EXCERPTED TEXT >>
□ □ □ □ □
The case against conversational interfaces

Posted by nnx 4/1/2025

The case against conversational interfaces(julian.digital)

279 points | 217 commentspage 2

DabeDotCom 4/1/2025|

> It was like they were communicating telepathically. > > That is the type of relationship I want to have with my computer!

The problem is, "The Only Thing Worse Than Computers Making YOU Do Everything... Is When They Do Everything *FOR* You!"

"ad3} and "aP might not be "discoverable" vi commands, but they're fast and precise.

Plus, it's easier to teach a human to think like a computer than to teach a computer to think like a human — just like it's easier to teach a musician to act than to teach an actor how to play an instrument — but I admit, it's not as scalable; you can't teach everyone Fortran or C, so we end up looking for these Pareto Principle shortcuts: Javascript provides 20% of the functionality, and solves 80% of the problems.

But then people find Javascript too hard, so they ask ChatGPT/Bard/Gemini to write it for them. Another 20% solution — of the original 20% is now 4% as featureful — but it solves 64% of the world's problems. (And it's on pace to consume 98% of the world's electricity, but I digress!)

PS: Mobile interfaces don't HAVE to suck for typing; I could FLY on my old Treo! But "modern" UI eschews functionality for "clean" brutalist minimalism. "Why make it easy to position your cursor when we spent all that money developing auto-conflict?" «sigh»

grbsh 4/1/2025|

I think we can have the best of both worlds here. We want the precision and speed of using vi commands, but we want the discoverability of GUI document editors. LLMs may be able to solve the discoverability problem. If the editor can be highly confident that you want to use a given a command, for example, it can give you an intellisense like completion option. I don't think we've cracked the code on how this UX should work yet though -- as evidenced by how many people find cursor/copilot autocompletion suggestions so frustrating.

The other great thing about this mode is that it can double as a teaching methodology. If I have a complicated interface that is not very discoverable, it may be hard to sell potential users on the time investment required to learn everything. Why would I want to invest hours into learning non-transferrable knowledge when I'm not even sure I want to go with this option versus a competitor? It will be a far better experience if I can first vibe-use the product , and if it's right for me, I'll probably be incented to learn the inner workings of it as I try to do more and more.

Izkata 4/1/2025||

> We want the precision and speed of using vi commands, but we want the discoverability of GUI document editors.
□ □ □ □ □
REQUIRED TASKS >>
**A.** Return, word for word, the part of the thread on conversational interfaces that opens with the words containing "But then people" and closes with "but I digress!)".
**B.** Resume the thread on conversational interfaces, starting right after its last line.

DATASET ENTRIES >>
□ □ □ □ □
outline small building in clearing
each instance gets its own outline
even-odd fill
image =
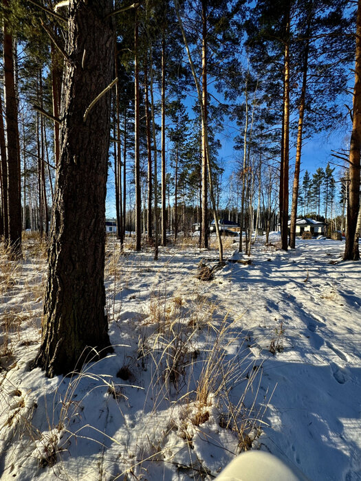
[[[227,219],[221,219],[218,221],[218,227],[219,230],[232,230],[234,232],[239,232],[239,224],[233,221],[227,221]],[[215,219],[212,221],[210,225],[211,232],[216,230],[215,225]]]
[[[105,219],[105,232],[107,234],[112,234],[117,232],[117,221],[115,219]]]
[[[291,221],[288,221],[288,227],[291,225]],[[314,219],[302,217],[296,221],[296,235],[302,236],[303,232],[311,232],[311,236],[324,235],[326,224],[322,221],[315,221]]]

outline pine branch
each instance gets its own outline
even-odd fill
[[[105,89],[99,93],[98,96],[97,96],[95,99],[93,100],[93,102],[90,104],[89,107],[87,109],[85,112],[84,113],[84,116],[83,118],[83,121],[85,122],[87,120],[87,117],[88,116],[89,113],[91,110],[91,109],[94,107],[94,105],[96,104],[96,102],[100,100],[100,98],[107,93],[108,90],[110,90],[111,87],[118,82],[118,77],[115,78],[111,83],[110,83],[108,87],[106,87]]]
[[[40,8],[41,10],[44,10],[44,12],[46,12],[47,14],[49,14],[49,15],[52,15],[52,16],[55,16],[55,18],[58,19],[58,20],[63,20],[63,22],[67,21],[67,20],[65,19],[65,16],[60,15],[58,13],[56,13],[56,12],[53,12],[50,8],[47,8],[46,7],[43,6],[40,3],[37,3],[36,1],[34,1],[34,0],[28,0],[28,1],[30,3],[32,3],[36,7],[38,7],[38,8]]]
[[[41,107],[38,107],[37,105],[33,105],[32,108],[34,109],[34,110],[36,110],[36,112],[41,113],[41,115],[45,115],[45,117],[47,117],[47,118],[50,119],[50,120],[52,120],[53,122],[56,122],[57,124],[59,124],[61,125],[62,121],[61,119],[58,118],[58,117],[54,117],[54,115],[52,115],[51,113],[46,112],[45,110],[43,110]]]
[[[118,10],[113,10],[113,12],[109,13],[104,18],[105,19],[109,19],[109,16],[113,16],[113,15],[117,15],[118,13],[126,12],[127,10],[129,10],[131,8],[138,8],[140,6],[140,3],[133,3],[132,5],[129,5],[129,7],[123,7],[122,8],[118,8]]]
[[[55,37],[54,34],[53,32],[50,30],[50,29],[46,26],[46,25],[44,23],[43,21],[41,21],[41,26],[44,29],[44,30],[46,32],[46,33],[49,35],[50,37],[50,40],[52,42],[54,43],[54,45],[56,47],[58,50],[61,52],[61,54],[63,55],[64,58],[67,60],[68,62],[71,62],[70,57],[69,55],[67,54],[65,50],[61,47],[61,45],[59,44],[58,40]]]

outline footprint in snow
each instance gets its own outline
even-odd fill
[[[316,331],[316,325],[313,322],[310,322],[309,324],[309,325],[307,326],[307,329],[309,331],[310,331],[311,333],[314,333]]]
[[[318,334],[314,333],[309,338],[309,344],[314,349],[320,349],[321,346],[323,346],[324,343],[325,341]]]
[[[326,341],[326,346],[329,348],[331,350],[333,351],[335,354],[336,354],[340,359],[342,359],[342,361],[348,361],[349,359],[347,356],[342,353],[340,349],[338,349],[336,348],[333,344],[331,344],[329,341]]]
[[[339,384],[344,384],[349,380],[349,376],[346,370],[340,368],[334,362],[330,363],[330,368],[332,371],[332,374]]]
□ □ □ □ □
ANSWERS BY ITEM NUMBER >>
**A.**
But then people find Javascript too hard, so they ask ChatGPT/Bard/Gemini to write it for them. Another 20% solution — of the original 20% is now 4% as featureful — but it solves 64% of the world's problems. (And it's on pace to consume 98% of the world's electricity, but I digress!)

**B.**
> The other great thing about this mode is that it can double as a teaching methodology.

gvim has menus and puts the commands in the menus as shortcuts. I learned from there vim has folding and how to use it.

earcar 4/1/2025||

Who's actually making the claim we should replace everything with natural language? Almost nobody serious. This article sets up a bit of a strawman while making excellent points.

What we're really seeing is specific applications where conversation makes sense, not a wholesale revolution. Natural language shines for complex, ambiguous tasks but is hilariously inefficient for things like opening doors or adjusting volume.

The real insight here is about choosing the right interface for the job. We don't need philosophical debates about "the future of computing" - we need pragmatic combinations of interfaces that work together seamlessly.

The butter-passing example is spot on, though. The telepathic anticipation between long-married couples is exactly what good software should aspire to. Not more conversation, but less need for it.

Where Julian absolutely nails it is the vision of AI as an augmentation layer rather than replacement. That's the realistic future - not some chat-only dystopia where we're verbally commanding our way through tasks that a simple button press would handle more efficiently.

The tech industry does have these pendulum swings where we overthink basic interaction models. Maybe we could spend less time theorizing about natural language as "the future" and more time just building tools that solve real problems with whatever interface makes the most sense.

mattmanser 4/1/2025|

I don't think it's a straw man, there's lots of people who think it might, or under vague impressions that it might. Plenty of less technical people. Because they haven't thought it through.

The article is useful as it's enunciated arguments which many of us have intuited, but are not necessarily able to explain ourselves.

nottorp 4/1/2025||

> because after 50+ years of marriage he just sensed that she was about to ask for it. It was like they were communicating telepathically.

> That is the type of relationship I want to have with my computer!

He means automation of routine tasks? Took 50 years to reach that in the example.

What if you want to do something new? Will the thought guessing module in your computer even allow that?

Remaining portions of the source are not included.